• _Material_:
════

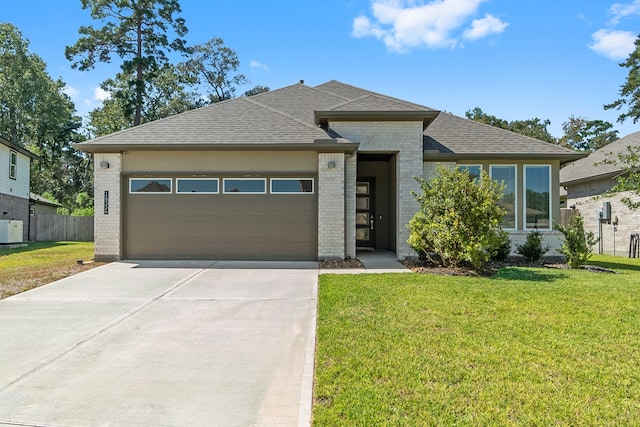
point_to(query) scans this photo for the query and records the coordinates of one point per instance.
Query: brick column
(107, 223)
(331, 205)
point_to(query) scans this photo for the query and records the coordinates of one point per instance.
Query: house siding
(14, 193)
(405, 139)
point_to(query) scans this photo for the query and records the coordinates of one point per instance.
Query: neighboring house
(301, 173)
(15, 175)
(586, 180)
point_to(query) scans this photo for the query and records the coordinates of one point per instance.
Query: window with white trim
(150, 185)
(537, 197)
(507, 174)
(197, 186)
(291, 185)
(244, 185)
(13, 164)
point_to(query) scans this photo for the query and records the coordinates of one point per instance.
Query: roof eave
(563, 158)
(426, 116)
(321, 145)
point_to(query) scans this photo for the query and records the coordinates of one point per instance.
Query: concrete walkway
(162, 343)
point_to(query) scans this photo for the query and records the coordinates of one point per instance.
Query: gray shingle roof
(287, 116)
(453, 136)
(588, 169)
(237, 121)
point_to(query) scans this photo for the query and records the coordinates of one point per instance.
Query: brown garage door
(266, 218)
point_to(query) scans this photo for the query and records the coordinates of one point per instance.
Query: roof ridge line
(381, 95)
(281, 113)
(509, 131)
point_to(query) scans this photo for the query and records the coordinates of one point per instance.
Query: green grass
(40, 263)
(530, 346)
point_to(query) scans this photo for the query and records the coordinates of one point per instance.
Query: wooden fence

════

• _To do_: Copy every line of the data above that contains the word "roof".

• _Solution to this exercise_:
Query: roof eave
Query: gray shingle roof
Query: roof ridge line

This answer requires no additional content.